**WRITTEN EXERCISE:**
Each record must be reproduced exactly as it is shown.

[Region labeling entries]

___

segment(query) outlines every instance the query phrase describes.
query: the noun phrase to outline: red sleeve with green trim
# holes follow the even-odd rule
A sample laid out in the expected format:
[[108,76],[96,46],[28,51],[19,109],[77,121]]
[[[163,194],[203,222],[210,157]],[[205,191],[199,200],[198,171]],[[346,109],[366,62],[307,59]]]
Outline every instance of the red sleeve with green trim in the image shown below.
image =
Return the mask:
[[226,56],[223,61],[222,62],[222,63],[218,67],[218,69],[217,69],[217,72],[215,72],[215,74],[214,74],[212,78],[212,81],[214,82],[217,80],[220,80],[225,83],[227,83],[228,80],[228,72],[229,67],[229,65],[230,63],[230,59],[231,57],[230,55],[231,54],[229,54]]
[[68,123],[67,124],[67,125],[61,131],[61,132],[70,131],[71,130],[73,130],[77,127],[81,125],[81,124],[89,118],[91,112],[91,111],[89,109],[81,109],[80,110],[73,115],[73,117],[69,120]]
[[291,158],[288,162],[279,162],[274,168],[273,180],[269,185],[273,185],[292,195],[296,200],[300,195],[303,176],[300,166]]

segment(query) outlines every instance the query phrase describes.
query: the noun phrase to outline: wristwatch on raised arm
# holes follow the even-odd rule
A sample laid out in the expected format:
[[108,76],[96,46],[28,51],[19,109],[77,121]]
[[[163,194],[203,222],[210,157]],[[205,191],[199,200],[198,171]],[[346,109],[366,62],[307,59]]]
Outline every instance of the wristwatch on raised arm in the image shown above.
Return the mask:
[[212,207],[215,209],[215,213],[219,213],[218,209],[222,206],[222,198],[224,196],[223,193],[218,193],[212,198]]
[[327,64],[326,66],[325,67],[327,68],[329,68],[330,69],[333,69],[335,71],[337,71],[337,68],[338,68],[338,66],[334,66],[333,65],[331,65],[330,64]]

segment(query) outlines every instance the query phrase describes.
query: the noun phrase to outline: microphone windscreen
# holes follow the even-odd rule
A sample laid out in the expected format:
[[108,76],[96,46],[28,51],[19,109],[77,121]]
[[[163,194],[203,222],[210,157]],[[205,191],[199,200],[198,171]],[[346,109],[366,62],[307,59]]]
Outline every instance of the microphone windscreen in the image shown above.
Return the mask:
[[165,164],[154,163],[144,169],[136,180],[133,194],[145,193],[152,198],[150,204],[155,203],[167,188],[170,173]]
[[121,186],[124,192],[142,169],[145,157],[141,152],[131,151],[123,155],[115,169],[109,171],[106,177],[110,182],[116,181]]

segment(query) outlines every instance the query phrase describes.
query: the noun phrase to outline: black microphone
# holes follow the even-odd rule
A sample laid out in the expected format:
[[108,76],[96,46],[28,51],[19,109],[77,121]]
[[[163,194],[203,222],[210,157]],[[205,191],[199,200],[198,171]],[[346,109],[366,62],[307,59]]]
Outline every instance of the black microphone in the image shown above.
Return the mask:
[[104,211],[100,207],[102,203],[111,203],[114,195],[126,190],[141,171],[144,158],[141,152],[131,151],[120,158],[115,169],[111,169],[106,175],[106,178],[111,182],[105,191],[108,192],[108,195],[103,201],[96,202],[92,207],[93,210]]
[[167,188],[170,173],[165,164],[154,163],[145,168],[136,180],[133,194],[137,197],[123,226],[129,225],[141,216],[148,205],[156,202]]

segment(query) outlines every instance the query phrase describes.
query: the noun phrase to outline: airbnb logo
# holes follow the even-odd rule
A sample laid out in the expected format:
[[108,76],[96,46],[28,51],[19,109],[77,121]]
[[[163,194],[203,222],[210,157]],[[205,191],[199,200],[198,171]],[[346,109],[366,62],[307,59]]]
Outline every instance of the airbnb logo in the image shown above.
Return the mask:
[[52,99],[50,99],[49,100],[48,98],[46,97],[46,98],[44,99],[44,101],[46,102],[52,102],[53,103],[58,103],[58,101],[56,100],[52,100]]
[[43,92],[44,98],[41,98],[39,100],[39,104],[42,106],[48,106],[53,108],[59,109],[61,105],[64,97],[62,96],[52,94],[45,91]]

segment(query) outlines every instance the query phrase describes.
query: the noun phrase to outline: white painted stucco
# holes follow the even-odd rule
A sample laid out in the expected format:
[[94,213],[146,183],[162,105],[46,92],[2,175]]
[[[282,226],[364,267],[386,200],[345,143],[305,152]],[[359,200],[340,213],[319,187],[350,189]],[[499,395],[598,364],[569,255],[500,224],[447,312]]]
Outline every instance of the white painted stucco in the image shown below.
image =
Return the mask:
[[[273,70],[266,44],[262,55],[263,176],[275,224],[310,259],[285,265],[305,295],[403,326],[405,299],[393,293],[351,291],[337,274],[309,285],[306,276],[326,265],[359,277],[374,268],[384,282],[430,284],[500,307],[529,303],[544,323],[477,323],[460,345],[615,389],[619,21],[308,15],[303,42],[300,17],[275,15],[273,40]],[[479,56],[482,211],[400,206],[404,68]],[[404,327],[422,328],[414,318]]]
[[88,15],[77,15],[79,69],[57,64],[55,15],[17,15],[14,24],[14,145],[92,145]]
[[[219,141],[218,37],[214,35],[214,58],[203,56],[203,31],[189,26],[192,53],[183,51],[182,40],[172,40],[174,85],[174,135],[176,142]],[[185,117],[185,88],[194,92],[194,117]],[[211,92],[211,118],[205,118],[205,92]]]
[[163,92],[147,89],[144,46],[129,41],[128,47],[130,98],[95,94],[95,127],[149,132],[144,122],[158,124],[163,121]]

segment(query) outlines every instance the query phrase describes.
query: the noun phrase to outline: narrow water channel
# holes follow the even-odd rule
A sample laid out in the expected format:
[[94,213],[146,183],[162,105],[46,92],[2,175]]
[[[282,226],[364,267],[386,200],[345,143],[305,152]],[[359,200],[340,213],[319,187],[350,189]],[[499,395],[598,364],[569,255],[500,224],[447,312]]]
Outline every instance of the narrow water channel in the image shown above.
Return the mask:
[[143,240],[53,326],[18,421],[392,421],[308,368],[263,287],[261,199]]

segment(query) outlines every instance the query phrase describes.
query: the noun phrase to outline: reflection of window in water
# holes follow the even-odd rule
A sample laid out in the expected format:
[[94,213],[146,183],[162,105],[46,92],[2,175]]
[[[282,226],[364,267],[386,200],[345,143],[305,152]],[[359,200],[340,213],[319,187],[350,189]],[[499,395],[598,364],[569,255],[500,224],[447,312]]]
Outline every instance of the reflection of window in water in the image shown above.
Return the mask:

___

**FULL ANSWER:**
segment(query) outlines every instance the query phrase describes.
query: the noun phrase to outline: red sleeve with green trim
# holes follow the even-odd rule
A sample laid out in the expected format:
[[108,76],[96,46],[28,51],[19,109],[77,121]]
[[[163,194],[203,222],[210,157]],[[205,191],[199,200],[198,171]],[[346,109],[366,62],[307,59]]]
Outline every instance of the red sleeve with green trim in the image shown below.
image =
Return the mask:
[[226,56],[223,61],[222,62],[222,63],[218,67],[218,69],[217,69],[217,72],[215,72],[215,74],[214,74],[212,78],[212,81],[214,82],[217,80],[220,80],[225,83],[227,83],[228,80],[228,72],[229,67],[229,65],[230,63],[230,59],[231,57],[230,55],[231,54],[229,54]]
[[68,123],[67,124],[67,125],[61,131],[61,132],[70,131],[71,130],[73,130],[77,127],[81,125],[81,124],[89,118],[91,112],[91,111],[89,109],[81,109],[80,110],[73,115],[73,117],[69,120]]
[[291,158],[288,162],[279,162],[274,168],[273,180],[269,185],[273,185],[292,195],[296,200],[300,195],[303,176],[300,166]]

segment(query) outlines every instance the query phrase describes.
query: the noun phrase to outline: wristwatch on raised arm
# holes follow the even-odd rule
A sample laid out in the expected format:
[[108,76],[96,46],[28,51],[19,109],[77,121]]
[[[163,194],[203,222],[210,157]],[[205,191],[199,200],[198,171]],[[346,109],[366,62],[307,59]]]
Outline every instance of the wristwatch on raised arm in the image shown above.
Return the mask:
[[212,207],[215,209],[215,213],[219,213],[218,209],[222,206],[222,198],[224,196],[223,193],[218,193],[212,198]]
[[327,64],[326,66],[325,67],[327,68],[329,68],[330,69],[333,69],[335,71],[337,71],[337,68],[338,68],[338,66],[334,66],[333,65],[331,65],[330,64]]

segment(query) outlines every instance the query phrase describes.
query: the noun phrase to outline: microphone windscreen
# holes follow the even-odd rule
A sample laid out in the expected format:
[[108,76],[96,46],[28,51],[19,109],[77,121]]
[[[163,194],[203,222],[210,157]],[[205,191],[199,200],[198,171]],[[346,109],[366,62],[307,59]]]
Outline every instance of the microphone windscreen in the image shown above.
Return the mask:
[[165,164],[154,163],[144,169],[136,180],[133,194],[145,193],[152,198],[150,204],[155,203],[167,188],[170,173]]
[[121,186],[124,192],[142,169],[145,157],[141,152],[131,151],[123,155],[115,169],[109,171],[106,177],[110,182],[116,181]]

segment(query) outlines every instance the query phrase describes.
query: the noun phrase to outline: black microphone
# holes follow the even-odd rule
A sample laid out in the expected format:
[[108,76],[96,46],[28,51],[19,109],[77,121]]
[[[163,194],[203,222],[210,157]],[[205,191],[199,200],[198,171]],[[346,109],[366,62],[307,59]]]
Outline every instance of the black microphone in the image shown above.
Return the mask:
[[104,211],[100,207],[102,203],[111,203],[114,195],[126,190],[141,171],[144,158],[141,152],[131,151],[120,158],[115,169],[111,169],[106,175],[106,178],[111,182],[105,191],[108,192],[108,195],[103,201],[96,202],[92,207],[93,210]]
[[167,188],[170,173],[165,164],[154,163],[145,168],[136,180],[133,194],[137,197],[123,226],[129,225],[141,216],[148,205],[156,202]]

segment(query) outlines every instance the query phrase describes.
query: the noun phrase to outline: airbnb logo
# holes follow the even-odd rule
A sample laid out in the expected format:
[[108,76],[96,46],[28,51],[19,109],[77,121]]
[[[163,194],[203,222],[210,157]],[[205,191],[199,200],[198,171]],[[346,109],[366,62],[307,59]]]
Outline every instance of the airbnb logo in the image shown above.
Return the mask:
[[52,99],[50,99],[49,100],[48,98],[46,97],[46,98],[44,99],[44,101],[46,102],[52,102],[53,103],[58,103],[58,101],[56,100],[52,100]]
[[43,92],[44,98],[41,98],[39,100],[39,104],[42,106],[48,106],[53,108],[59,109],[61,105],[64,97],[62,96],[52,94],[45,91]]

segment(query) outlines every instance the query phrase describes.
query: the noun phrase to outline: white painted stucco
# holes follow the even-odd rule
A sample laid out in the expected format:
[[94,213],[146,183],[162,105],[46,92],[2,175]]
[[[282,226],[364,267],[386,200],[345,143],[305,152]],[[359,200],[340,213],[319,187],[350,189]],[[499,395],[598,364],[569,255],[500,224],[447,312]]]
Outline every instance of the white painted stucco in the image shown below.
image =
Return the mask:
[[[273,70],[266,44],[262,55],[263,176],[275,224],[310,259],[285,265],[305,295],[403,326],[405,299],[393,293],[351,291],[337,274],[309,285],[306,276],[326,265],[359,277],[374,268],[384,282],[430,284],[500,307],[529,303],[544,323],[477,323],[460,345],[615,389],[619,21],[308,15],[303,42],[300,17],[275,15],[273,40]],[[479,56],[482,211],[400,206],[404,68]],[[404,327],[422,328],[414,318]]]
[[88,15],[77,15],[79,69],[57,64],[55,15],[17,15],[14,24],[14,145],[92,145]]
[[[219,141],[218,37],[214,35],[214,58],[203,56],[203,31],[189,26],[192,53],[183,51],[182,40],[172,40],[174,85],[174,135],[176,142]],[[185,117],[185,88],[194,92],[194,117]],[[211,92],[211,118],[205,118],[205,92]]]
[[163,92],[147,89],[144,46],[129,41],[128,47],[130,98],[95,94],[95,127],[149,132],[144,122],[158,124],[163,121]]

segment(query) outlines every instance the query phrase describes.
query: the noun phrase to outline: narrow water channel
# holes follow the even-odd rule
A sample laid out in the expected format:
[[94,213],[146,183],[162,105],[46,92],[2,175]]
[[[282,226],[364,267],[386,200],[345,143],[305,152]],[[359,200],[340,213],[319,187],[350,189]],[[499,395],[598,364],[569,255],[500,224],[447,312]]]
Outline every instance of the narrow water channel in the image shown above.
Return the mask:
[[143,240],[53,326],[18,421],[392,421],[308,368],[263,287],[261,199]]

segment(query) outlines every instance the query phrase describes.
query: the noun phrase to outline: reflection of window in water
# holes follow the even-odd rule
A sample laid out in the expected format:
[[94,213],[146,183],[162,105],[46,92],[2,175]]
[[[282,226],[364,267],[386,200],[345,143],[305,152]],[[359,200],[340,213],[319,187],[350,189]],[[499,395],[598,364],[569,255],[500,224],[447,312]]]
Outline every instance of the reflection of window in water in the image shown above.
Return the mask:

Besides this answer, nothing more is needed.